The runtime cost was meaningful — many boosting rounds on the census dataset was notably slower than k-NN or a shallow decision tree — but the performance-to-tuning-effort ratio made it the most practically useful algorithm in this study.
Why the Wine Dataset Is the Hard One
It is worth spending a moment on what makes the wine quality task genuinely difficult, beyond its reputation as a standard benchmark.
Human wine quality ratings are a proxy signal, not a ground truth. Two trained tasters assessing the same bottle may differ by a point. The measurement process introduces label noise at the source that no model can remove, because the noise is baked into the target variable, not the features. The Bayes error rate — the irreducible minimum error achievable by any classifier — is nonzero and likely nontrivial for this task.
At the same time, the physicochemical features carry real information. Alcohol content, volatile acidity, and sulphate concentration are all genuine predictors of perceived quality. The challenge is that their effects are nonlinear and interactive: the relationship between acidity and quality depends on the level of residual sugar and the sulfur dioxide balance. Feature engineering or model capacity is required to capture these interactions.
The imbalance problem compounds everything. With most samples clustered at quality five and six, a model that learns only the dominant cluster will appear to perform well by accuracy while being useless for distinguishing high-quality from low-quality wine. Metrics like macro-averaged F1 score and per-class precision reveal what accuracy hides.
This is, in short, a realistic problem: noisy labels, nonlinear interactions, imbalanced classes, and a target that is a human judgment rather than a physical measurement. The census task is cleaner and its lessons clearer, but the wine task is closer to what supervised learning looks like in production environments where the ground truth is not always crisp.
Why This Project Is Research-Relevant
Comparative algorithm studies are a cornerstone of empirical machine learning research. The contribution is not a new algorithm; it is the construction of a controlled experimental setting that lets the algorithms speak for themselves.
This project demonstrates:
- Experimental design: controlling confounds, separating hyperparameter effects from dataset effects, using held-out data consistently.

### RECORDS

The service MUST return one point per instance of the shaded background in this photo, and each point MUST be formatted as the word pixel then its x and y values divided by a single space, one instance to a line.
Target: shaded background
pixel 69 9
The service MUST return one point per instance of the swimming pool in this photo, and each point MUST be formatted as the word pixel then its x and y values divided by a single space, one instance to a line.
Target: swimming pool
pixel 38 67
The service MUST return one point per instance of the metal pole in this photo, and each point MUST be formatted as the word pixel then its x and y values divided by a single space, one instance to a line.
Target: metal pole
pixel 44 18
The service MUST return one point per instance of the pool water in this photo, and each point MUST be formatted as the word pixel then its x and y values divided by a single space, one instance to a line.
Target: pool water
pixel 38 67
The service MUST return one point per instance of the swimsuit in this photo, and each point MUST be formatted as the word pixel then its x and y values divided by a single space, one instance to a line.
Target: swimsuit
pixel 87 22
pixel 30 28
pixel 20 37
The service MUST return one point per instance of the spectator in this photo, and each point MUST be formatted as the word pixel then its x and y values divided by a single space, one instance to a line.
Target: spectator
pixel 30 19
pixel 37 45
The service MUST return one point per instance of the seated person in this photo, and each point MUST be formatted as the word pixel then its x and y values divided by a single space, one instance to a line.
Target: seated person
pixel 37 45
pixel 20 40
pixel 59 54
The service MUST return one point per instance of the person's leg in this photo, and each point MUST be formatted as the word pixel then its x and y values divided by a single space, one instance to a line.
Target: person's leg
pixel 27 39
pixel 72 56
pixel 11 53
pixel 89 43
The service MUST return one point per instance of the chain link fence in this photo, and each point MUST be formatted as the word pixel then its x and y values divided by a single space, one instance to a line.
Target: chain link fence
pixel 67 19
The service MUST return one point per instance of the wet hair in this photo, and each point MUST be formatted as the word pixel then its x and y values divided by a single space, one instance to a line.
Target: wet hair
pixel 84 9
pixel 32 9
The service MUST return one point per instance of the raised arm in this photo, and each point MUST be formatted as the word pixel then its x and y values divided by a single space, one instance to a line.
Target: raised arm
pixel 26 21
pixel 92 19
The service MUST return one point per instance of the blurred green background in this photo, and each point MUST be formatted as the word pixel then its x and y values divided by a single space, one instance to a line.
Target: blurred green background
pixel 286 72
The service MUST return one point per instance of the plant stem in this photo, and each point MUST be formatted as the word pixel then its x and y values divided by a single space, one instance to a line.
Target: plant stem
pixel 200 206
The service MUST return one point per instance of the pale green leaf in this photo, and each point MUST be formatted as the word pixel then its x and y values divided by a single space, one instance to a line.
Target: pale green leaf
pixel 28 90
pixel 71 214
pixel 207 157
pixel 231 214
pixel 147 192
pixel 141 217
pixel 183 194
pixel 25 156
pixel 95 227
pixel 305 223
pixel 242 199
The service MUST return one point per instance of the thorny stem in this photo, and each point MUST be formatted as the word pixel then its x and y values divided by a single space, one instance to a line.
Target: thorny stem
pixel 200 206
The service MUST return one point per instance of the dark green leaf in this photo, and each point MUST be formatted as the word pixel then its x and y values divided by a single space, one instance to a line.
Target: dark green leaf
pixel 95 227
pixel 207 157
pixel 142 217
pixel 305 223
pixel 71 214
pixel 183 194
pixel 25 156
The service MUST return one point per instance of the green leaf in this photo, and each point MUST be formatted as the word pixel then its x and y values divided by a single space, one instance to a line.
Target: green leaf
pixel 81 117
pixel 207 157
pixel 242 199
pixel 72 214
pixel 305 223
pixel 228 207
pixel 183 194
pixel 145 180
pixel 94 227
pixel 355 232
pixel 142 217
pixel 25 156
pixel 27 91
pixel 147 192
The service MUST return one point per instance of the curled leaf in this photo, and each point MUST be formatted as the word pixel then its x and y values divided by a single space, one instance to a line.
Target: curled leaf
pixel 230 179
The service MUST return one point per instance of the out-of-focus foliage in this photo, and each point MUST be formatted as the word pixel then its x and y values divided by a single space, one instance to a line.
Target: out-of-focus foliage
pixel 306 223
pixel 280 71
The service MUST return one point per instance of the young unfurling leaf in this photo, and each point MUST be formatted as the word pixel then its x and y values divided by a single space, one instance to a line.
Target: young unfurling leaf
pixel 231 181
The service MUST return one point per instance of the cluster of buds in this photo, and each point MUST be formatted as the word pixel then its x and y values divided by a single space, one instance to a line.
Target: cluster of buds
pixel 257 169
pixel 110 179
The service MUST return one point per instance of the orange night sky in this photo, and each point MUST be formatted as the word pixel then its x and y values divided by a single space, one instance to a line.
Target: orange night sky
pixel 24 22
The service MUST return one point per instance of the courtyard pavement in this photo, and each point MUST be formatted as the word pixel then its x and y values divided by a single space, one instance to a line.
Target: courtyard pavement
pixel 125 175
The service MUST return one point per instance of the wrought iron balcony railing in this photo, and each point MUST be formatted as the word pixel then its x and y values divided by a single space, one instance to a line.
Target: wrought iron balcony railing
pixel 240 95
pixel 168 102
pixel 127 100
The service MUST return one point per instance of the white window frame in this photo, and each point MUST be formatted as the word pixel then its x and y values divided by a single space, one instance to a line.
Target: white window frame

### ASSIGNMENT 1
Could you output the algorithm comparison excerpt from "Human wine quality" up to and including "capture these interactions."?
### ASSIGNMENT 2
Can you go on with the algorithm comparison excerpt from the point where it stops?
You won't need the data for any of this.

### TASK ANSWER 1
Human wine quality ratings are a proxy signal, not a ground truth. Two trained tasters assessing the same bottle may differ by a point. The measurement process introduces label noise at the source that no model can remove, because the noise is baked into the target variable, not the features. The Bayes error rate — the irreducible minimum error achievable by any classifier — is nonzero and likely nontrivial for this task.
At the same time, the physicochemical features carry real information. Alcohol content, volatile acidity, and sulphate concentration are all genuine predictors of perceived quality. The challenge is that their effects are nonlinear and interactive: the relationship between acidity and quality depends on the level of residual sugar and the sulfur dioxide balance. Feature engineering or model capacity is required to capture these interactions.

### TASK ANSWER 2
- Diagnostic thinking: learning curves, validation curves, and runtime benchmarks are tools for understanding why a model behaves the way it does, not just what it achieves.
- Scientific reasoning: the finding that no single model dominates is a real result, not a failure. It is what the data says, and it is consistent with theoretical expectations.
- Practical judgment: knowing when gradient boosting’s simplicity of deployment beats SVM’s marginal accuracy gain, or when an MLP’s capacity is genuinely needed, is a skill that only emerges from running this kind of comparison.
The methodology here scales directly to production ML: define a baseline, run controlled experiments, diagnose failure modes, and select models based on evidence rather than convention.
Artifacts and Provenance
- Course: CS 7641: Machine Learning
- Reference datasets: UCI Wine Quality, UCI Adult Census
Summary
If you want one sentence: this project ran five learning algorithms on two structurally different datasets, systematically tuned each one, and analyzed the results to understand why performance differed — not just that it differed.
The wine data was not chosen because it was interesting on its own. It was chosen because its label noise, class imbalance, and nonlinear feature interactions make it a harder and more realistic classification problem than clean benchmarks, and because comparing its results to the census dataset separated what was algorithmically general from what was dataset-specific.
That comparison is the scientific contribution.
Policy Note
This page shares methodology, mathematical framing, and high-level findings only. Implementation details are kept private to respect CS 7641 academic integrity policy.